• **Aim of the task**: Below are records. Transcribe exactly the lines from the one that contains "Target: hillside vegetation" through the last line, leaving any pictures out.

______

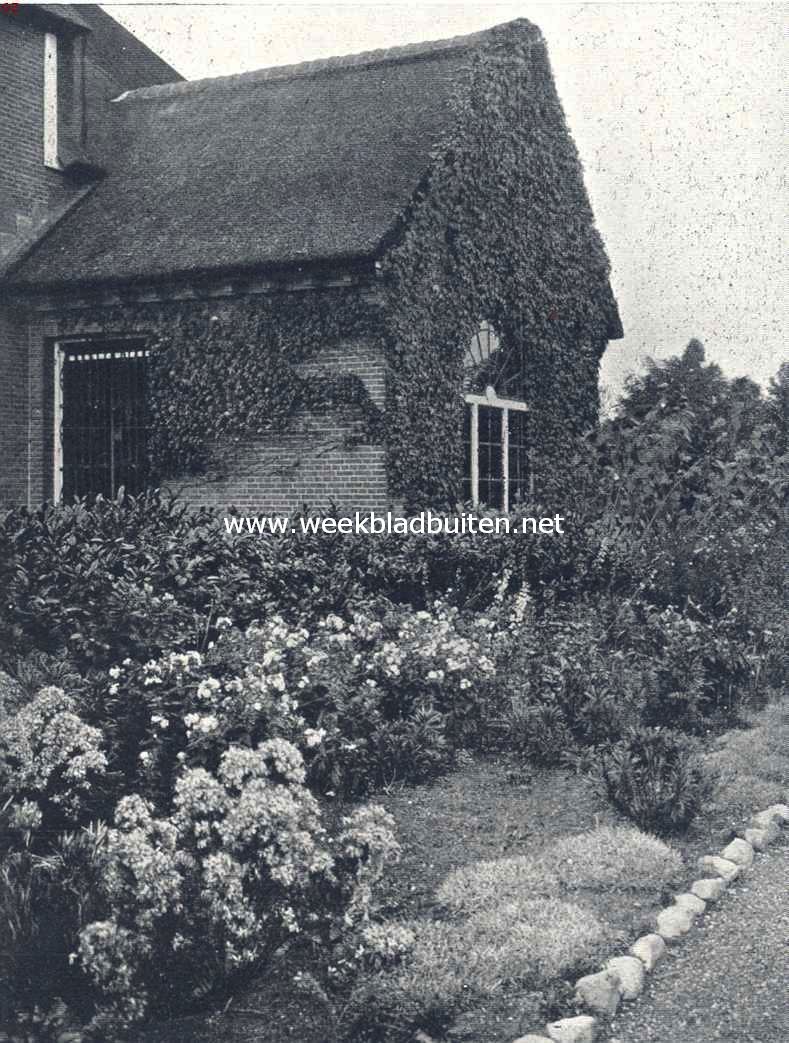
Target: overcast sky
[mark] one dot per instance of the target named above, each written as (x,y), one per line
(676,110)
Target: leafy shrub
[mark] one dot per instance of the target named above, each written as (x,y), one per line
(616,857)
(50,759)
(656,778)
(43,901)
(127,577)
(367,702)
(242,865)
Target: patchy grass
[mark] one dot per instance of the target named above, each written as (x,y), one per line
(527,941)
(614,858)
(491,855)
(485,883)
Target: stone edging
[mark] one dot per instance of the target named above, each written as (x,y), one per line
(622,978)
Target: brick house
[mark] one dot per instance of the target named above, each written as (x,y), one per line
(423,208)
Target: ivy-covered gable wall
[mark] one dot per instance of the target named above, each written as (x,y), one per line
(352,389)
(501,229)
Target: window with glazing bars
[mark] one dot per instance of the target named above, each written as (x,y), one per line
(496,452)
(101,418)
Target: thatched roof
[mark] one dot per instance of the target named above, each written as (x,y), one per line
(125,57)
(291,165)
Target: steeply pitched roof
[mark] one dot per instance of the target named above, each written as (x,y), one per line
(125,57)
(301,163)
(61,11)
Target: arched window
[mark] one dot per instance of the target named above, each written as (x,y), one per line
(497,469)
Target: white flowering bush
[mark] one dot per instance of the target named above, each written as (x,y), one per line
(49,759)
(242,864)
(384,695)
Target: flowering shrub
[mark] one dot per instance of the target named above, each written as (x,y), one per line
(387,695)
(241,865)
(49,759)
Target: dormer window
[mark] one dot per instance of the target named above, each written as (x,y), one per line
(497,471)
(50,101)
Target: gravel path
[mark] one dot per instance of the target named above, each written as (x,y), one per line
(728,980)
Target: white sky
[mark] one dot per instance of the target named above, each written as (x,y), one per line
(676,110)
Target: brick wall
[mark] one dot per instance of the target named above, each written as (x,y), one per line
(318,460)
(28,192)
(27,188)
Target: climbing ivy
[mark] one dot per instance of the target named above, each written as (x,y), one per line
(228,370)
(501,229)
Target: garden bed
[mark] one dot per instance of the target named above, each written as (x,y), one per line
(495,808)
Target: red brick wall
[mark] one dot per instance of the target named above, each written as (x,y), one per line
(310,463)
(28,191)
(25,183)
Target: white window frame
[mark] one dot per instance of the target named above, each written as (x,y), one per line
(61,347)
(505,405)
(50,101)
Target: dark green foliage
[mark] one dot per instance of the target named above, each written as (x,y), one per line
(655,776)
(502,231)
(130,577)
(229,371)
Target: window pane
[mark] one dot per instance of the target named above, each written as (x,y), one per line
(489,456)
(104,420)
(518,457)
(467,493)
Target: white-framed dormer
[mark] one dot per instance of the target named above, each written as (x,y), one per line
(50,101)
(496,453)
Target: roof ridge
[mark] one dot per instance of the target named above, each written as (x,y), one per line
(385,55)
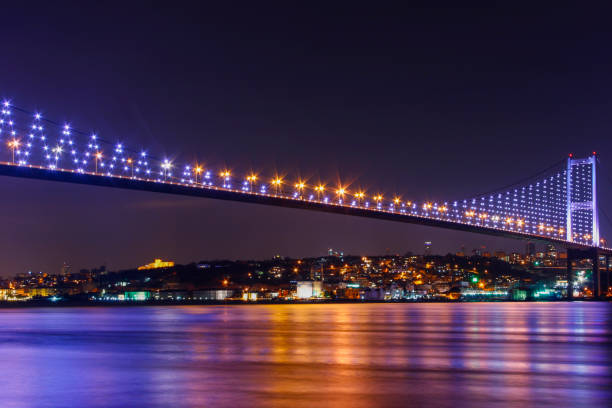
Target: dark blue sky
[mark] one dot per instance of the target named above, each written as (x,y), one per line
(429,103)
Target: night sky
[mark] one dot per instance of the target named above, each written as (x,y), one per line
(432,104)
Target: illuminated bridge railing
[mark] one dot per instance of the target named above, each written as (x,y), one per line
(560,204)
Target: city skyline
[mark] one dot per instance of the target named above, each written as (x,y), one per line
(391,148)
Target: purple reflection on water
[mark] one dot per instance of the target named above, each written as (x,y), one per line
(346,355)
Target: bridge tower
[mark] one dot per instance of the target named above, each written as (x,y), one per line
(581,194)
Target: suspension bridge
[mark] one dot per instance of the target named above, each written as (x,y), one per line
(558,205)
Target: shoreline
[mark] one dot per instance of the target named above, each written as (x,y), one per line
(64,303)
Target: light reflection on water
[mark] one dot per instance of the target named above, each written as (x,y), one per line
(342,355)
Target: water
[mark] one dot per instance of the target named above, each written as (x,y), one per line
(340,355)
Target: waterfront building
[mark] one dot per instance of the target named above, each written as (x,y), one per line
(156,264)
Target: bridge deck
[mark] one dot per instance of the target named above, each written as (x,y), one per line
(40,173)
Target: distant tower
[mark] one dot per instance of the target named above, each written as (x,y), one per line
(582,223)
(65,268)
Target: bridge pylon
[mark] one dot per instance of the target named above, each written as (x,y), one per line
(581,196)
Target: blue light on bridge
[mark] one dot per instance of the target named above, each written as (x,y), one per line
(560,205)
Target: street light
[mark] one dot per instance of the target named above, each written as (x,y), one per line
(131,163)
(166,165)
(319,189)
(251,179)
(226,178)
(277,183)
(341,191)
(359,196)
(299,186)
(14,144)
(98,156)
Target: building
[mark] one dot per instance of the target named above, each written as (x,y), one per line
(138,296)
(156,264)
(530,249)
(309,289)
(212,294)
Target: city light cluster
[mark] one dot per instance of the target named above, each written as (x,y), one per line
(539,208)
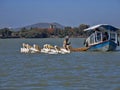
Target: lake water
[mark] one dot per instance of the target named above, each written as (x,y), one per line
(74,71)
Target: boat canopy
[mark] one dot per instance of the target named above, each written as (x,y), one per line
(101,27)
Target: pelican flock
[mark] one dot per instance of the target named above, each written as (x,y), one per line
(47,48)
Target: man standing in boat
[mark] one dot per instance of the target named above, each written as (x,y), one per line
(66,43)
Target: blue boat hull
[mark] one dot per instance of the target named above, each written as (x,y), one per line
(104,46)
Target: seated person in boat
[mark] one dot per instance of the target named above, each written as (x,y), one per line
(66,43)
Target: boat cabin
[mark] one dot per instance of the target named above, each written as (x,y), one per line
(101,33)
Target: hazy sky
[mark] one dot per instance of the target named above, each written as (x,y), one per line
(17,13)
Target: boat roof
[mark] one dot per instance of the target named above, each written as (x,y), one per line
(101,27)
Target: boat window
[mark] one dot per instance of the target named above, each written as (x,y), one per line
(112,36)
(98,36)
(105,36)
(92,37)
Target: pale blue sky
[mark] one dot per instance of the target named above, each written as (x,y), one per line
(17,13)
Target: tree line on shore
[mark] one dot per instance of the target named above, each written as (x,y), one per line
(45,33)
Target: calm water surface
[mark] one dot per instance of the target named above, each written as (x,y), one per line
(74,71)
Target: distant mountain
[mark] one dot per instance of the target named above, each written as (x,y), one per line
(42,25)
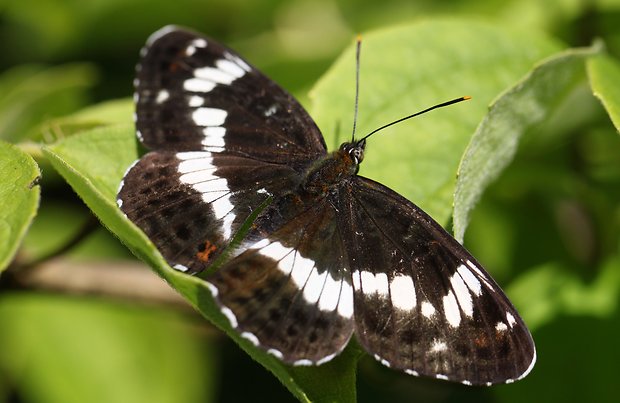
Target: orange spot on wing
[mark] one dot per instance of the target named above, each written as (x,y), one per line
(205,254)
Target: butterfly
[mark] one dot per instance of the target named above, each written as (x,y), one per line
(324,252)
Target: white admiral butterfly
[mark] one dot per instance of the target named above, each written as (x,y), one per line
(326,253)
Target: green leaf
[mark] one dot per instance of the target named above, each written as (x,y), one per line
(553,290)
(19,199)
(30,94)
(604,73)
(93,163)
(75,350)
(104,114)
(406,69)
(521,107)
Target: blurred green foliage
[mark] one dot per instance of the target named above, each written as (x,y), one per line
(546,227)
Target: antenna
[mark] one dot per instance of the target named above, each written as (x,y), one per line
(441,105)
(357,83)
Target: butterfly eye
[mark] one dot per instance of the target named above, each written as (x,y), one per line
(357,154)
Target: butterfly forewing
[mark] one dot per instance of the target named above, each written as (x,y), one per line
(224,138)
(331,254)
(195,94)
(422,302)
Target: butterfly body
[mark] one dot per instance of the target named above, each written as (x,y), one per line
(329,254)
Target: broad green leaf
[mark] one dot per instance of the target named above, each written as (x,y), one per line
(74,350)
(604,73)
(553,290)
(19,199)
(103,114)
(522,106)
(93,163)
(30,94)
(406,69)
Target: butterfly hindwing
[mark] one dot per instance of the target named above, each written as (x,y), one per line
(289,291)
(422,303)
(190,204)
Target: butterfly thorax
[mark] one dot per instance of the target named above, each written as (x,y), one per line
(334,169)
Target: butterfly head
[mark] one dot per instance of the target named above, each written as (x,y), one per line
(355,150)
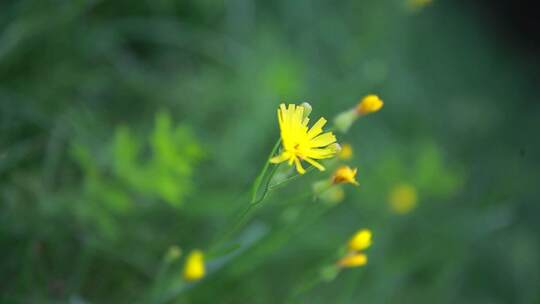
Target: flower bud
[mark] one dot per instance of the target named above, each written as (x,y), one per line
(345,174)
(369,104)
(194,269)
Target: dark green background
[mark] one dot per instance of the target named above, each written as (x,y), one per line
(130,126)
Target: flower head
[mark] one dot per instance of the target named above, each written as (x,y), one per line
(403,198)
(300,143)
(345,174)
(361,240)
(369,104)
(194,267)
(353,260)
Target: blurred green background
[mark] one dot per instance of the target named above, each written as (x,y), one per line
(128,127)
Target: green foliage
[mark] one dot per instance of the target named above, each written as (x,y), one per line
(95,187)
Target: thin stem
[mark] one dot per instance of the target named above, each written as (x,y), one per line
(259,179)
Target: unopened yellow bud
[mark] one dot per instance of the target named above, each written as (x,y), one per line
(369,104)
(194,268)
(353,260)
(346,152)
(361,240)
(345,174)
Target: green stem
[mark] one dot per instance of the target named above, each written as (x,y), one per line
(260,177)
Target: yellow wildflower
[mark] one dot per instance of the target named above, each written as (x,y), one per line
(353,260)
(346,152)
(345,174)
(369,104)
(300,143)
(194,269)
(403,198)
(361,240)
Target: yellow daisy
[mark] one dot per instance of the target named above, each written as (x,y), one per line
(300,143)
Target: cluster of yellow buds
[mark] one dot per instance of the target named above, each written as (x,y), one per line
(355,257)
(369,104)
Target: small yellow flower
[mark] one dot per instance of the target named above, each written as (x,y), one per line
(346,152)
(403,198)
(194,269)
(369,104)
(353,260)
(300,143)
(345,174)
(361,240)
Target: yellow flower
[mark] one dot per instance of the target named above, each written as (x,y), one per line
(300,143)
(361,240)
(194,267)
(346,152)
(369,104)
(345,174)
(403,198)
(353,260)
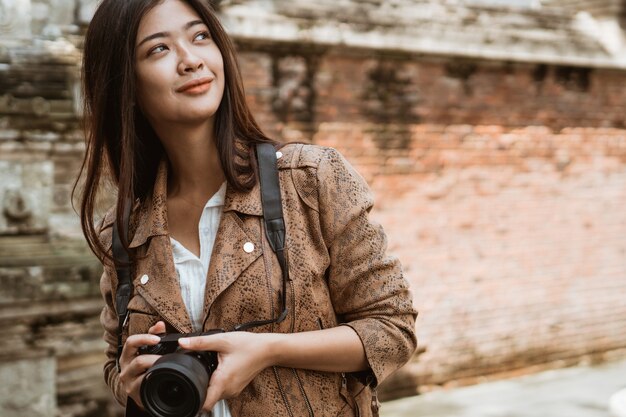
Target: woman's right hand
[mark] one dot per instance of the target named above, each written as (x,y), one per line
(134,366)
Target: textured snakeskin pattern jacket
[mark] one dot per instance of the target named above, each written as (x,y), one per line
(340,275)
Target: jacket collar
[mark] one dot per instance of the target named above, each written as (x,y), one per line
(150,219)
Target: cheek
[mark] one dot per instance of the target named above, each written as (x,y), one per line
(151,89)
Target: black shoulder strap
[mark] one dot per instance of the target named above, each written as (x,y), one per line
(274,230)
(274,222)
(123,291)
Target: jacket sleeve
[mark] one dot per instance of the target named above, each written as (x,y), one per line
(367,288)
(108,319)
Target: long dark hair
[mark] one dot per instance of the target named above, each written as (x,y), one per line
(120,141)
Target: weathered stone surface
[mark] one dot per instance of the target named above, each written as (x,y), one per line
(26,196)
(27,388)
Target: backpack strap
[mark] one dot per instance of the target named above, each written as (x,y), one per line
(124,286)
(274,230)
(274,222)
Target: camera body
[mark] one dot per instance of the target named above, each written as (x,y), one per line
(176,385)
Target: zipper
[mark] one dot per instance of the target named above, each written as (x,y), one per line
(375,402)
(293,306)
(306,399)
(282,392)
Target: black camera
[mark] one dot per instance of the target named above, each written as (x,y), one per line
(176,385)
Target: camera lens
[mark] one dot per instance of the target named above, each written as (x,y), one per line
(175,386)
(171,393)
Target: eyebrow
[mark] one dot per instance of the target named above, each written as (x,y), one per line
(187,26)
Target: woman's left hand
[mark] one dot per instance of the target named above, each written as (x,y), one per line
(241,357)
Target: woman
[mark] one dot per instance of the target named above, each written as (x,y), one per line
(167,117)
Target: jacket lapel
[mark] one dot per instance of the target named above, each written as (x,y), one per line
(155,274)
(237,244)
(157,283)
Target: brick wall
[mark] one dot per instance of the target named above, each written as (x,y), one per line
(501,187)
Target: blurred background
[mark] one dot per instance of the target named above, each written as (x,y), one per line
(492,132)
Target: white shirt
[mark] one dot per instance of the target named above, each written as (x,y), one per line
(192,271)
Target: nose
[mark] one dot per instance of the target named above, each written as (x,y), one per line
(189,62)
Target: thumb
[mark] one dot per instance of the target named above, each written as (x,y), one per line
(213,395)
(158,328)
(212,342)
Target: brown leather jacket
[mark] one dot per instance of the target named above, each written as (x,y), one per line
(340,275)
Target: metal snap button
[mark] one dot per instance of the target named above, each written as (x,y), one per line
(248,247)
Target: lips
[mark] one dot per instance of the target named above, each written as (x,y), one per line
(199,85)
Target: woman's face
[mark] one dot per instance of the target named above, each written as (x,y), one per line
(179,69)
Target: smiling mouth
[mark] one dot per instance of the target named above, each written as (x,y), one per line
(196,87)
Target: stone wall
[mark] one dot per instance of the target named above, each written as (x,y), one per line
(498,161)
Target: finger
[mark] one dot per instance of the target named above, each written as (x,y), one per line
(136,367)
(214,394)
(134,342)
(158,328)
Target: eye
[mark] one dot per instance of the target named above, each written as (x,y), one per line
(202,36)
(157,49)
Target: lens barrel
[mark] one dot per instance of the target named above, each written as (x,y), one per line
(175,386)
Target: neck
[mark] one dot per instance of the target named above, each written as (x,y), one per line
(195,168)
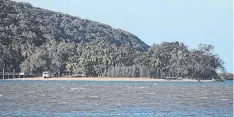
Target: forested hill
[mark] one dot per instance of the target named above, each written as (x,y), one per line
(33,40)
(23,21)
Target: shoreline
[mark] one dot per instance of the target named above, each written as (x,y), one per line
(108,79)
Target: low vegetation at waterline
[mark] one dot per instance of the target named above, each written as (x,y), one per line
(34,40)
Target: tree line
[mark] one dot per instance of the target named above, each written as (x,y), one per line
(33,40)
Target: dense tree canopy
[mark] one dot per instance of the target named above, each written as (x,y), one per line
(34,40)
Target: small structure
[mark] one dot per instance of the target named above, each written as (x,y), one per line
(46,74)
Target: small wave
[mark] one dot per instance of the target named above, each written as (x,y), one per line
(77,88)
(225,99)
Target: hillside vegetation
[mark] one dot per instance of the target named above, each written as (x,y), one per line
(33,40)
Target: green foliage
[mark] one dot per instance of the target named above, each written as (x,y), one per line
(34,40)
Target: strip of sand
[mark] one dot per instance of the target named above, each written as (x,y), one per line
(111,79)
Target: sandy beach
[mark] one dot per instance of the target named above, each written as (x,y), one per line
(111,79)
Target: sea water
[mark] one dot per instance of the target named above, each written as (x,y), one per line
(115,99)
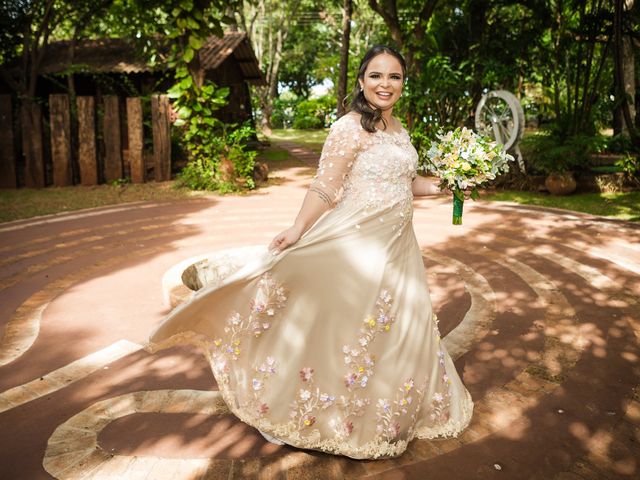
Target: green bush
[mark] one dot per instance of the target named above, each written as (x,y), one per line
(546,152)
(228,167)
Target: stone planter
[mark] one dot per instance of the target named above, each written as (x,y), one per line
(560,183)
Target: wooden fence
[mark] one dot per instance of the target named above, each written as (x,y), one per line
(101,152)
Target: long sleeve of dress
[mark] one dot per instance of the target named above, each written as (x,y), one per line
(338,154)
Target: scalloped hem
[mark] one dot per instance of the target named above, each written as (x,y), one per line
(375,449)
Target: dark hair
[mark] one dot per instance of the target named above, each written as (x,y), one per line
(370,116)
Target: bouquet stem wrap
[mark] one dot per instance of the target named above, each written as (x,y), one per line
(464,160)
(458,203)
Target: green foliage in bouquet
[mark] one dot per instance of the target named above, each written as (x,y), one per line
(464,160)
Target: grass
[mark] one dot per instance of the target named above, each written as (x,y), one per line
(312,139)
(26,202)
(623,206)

______

• **Completed exercise**:
Target: hillside vegetation
[mark] one dot per instance of the target named above, each written as (x,y), one per line
(33,40)
Target: green foliage
[mark] one dot per instance of the target named above, each written as (x,y), one per line
(34,40)
Target: strip of sand
[mark] one dot per instance of the target named above, each written as (x,y), one per line
(111,79)
Target: sandy beach
[mark] one dot per instance of the target named above, each written as (x,y), one per line
(111,79)
Target: sea water
[mark] one dot per instance of the target named above, each written as (x,y), one per line
(115,99)
Target: green bush
[mark] one dot per instance of the target named above, each written as (x,y), one per line
(546,152)
(228,167)
Target: stone planter
[mark] one dot per instance of the target named above, each written as (x,y), one per line
(560,183)
Target: wooden fence
[mark] one dot per instance of the target named above, each written as (x,y), one per line
(101,152)
Target: long sleeve of dress
[mark] one dot per instance of the target named above, each written as (x,y), one per line
(338,154)
Target: scalloped hem
[mark] one dot per instance of the target named above, each written as (x,y), one per line
(375,449)
Target: dark hair
[mark] one dot per instance of the target named above, each written as (x,y), one per line
(370,116)
Target: bouquet stem wrap
[mark] one dot per instance of the target named above, each written as (x,y), one per line
(464,160)
(458,203)
Target: green foliage in bouquet
[mark] one dot per instance of the target named above, each written as (x,y), one per line
(464,160)
Target: grass
[mark] one dot per instance of the target named above, each written as (x,y), one per line
(312,139)
(26,202)
(623,206)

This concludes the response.